↓
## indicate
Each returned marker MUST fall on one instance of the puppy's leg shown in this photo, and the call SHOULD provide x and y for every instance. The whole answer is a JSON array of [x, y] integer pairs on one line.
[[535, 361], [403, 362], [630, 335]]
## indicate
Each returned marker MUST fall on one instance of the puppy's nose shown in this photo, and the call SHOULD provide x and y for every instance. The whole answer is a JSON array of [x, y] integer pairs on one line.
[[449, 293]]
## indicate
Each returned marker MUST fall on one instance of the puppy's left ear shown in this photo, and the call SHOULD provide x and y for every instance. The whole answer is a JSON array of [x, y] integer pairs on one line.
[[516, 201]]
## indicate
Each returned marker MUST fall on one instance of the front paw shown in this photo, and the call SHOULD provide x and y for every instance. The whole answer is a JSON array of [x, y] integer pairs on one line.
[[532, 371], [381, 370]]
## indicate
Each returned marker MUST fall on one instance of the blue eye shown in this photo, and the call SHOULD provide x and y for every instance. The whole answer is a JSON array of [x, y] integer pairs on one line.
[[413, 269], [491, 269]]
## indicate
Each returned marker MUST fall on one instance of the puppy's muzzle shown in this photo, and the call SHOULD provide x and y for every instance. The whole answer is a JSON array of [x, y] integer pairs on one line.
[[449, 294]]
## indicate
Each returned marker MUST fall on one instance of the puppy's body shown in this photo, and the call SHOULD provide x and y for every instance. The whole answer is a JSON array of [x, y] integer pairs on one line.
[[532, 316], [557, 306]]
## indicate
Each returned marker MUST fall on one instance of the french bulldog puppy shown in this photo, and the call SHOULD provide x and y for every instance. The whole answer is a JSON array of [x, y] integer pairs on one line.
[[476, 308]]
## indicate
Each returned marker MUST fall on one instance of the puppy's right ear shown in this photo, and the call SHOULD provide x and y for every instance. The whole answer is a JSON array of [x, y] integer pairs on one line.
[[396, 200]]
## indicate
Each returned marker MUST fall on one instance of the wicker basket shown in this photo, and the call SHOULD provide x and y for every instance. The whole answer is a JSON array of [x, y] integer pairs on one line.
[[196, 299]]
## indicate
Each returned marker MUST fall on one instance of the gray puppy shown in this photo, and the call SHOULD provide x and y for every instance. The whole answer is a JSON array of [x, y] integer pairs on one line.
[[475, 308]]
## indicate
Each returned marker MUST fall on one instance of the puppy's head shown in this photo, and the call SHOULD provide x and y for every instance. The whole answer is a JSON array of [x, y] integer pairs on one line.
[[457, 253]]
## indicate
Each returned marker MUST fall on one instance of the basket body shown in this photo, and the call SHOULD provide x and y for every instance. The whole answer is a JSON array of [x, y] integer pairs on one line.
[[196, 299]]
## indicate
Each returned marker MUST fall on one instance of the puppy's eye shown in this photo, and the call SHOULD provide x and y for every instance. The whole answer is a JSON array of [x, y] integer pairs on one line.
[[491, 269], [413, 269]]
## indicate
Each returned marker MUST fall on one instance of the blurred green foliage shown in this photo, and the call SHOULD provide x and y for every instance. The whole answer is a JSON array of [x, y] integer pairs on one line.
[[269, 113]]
↑
Would you please copy out every line of the data exactly?

## indicate
Each returned marker MUST fall on one instance of the puppy's leg shown in this photo, and the call SHOULD provide x and y for every instance. The whole answer is a JSON array of [x, y] integer pairs on one line.
[[535, 361], [403, 362], [630, 335]]
## indicate
Each returned marker MUST fall on one instance of the puppy's nose shown in this photo, and the call SHOULD provide x and y for every instance. The whole answer is a JSON array of [x, y] integer pairs on one line.
[[449, 293]]
## indicate
Each returned marker MUST fall on one instance of the puppy's left ear shown in this photo, and the call SHOULD provide x and y for every instance. The whole answer is a JSON array of [x, y] integer pairs on one line.
[[516, 201]]
## indicate
Each returned marker MUST fall on one instance of the front paw shown in this photo, and the call SHOULD provide x and y for every instance. The whole answer is a JSON array of [x, y] integer pairs on one line.
[[532, 371], [381, 370]]
## indicate
Each returned marker MUST fall on one instance of the blue eye shown in this photo, and the call SHOULD provide x and y for every instance. The whole answer is a JSON array of [x, y] integer pairs on one line.
[[413, 269], [491, 269]]
## indicate
Each returned marker MUST fall on one instance of the puppy's muzzle shown in this photo, and the call SHOULD provide x and y for every instance. The whole answer is a JSON array of [x, y] integer pairs on one line.
[[449, 294]]
## indicate
Each returned marker MUST fall on one instance of the puppy's body shown in this photo, and the call SHOULD provide x and y for every instance. The whole answer is a JSON array of [x, y] integer pairs on one line.
[[532, 316], [557, 306]]
## indicate
Each returned marker MUST fall on one instance of the french bulldog puppy shown in this photo, and the call SHOULD provide x and y for every instance. The whole answer is a JSON array of [x, y] integer pairs on one line.
[[476, 308]]
## indicate
Each returned marker MUST fall on one instance of the puppy's right ear shown in this photo, and the call SHOULD provide x and y for every instance. The whole answer is a JSON array of [x, y] integer pairs on one line.
[[396, 200]]
## indicate
Each returned marker MUST fall on one instance of the wicker basket shown in this photo, and the call SHOULD provide x and y for every instance. The whole answer is a JSON array of [x, y] integer pairs on one line.
[[196, 299]]
## indicate
Each returned marker MUST fall on one instance of the gray puppy shown in this photo, and the call SHOULD provide x and y for every instance. The whole answer is a JSON array of [x, y] integer pairs on one line.
[[475, 308]]
## indicate
Each returned marker MUST fall on one instance of the puppy's head shown in this photo, and the call SHOULD provide x and y for every instance. The whole answer is a JSON array of [x, y] integer pairs on one line.
[[457, 253]]
## indicate
Each returned marker MUST fall on one instance of the basket body shown in this photo, and the call SHOULD provide x and y for every instance. The whole answer is a JSON array of [x, y] integer pairs on one line.
[[196, 299]]
## indicate
Each returned marker MUST fall on one instance of the puppy's eye shown in this photo, and the call SHOULD provide x and y for every instance. The whole answer is a JSON array of [x, y] integer pairs on one line.
[[491, 269], [413, 269]]
## indicate
Each returned marker MUST fall on one instance of the blurred green foliage shown in this photo, and the call SHOULD provide x and y for every instance. The whole answer is a JSON array of [x, y] integer pairs on one line.
[[269, 113]]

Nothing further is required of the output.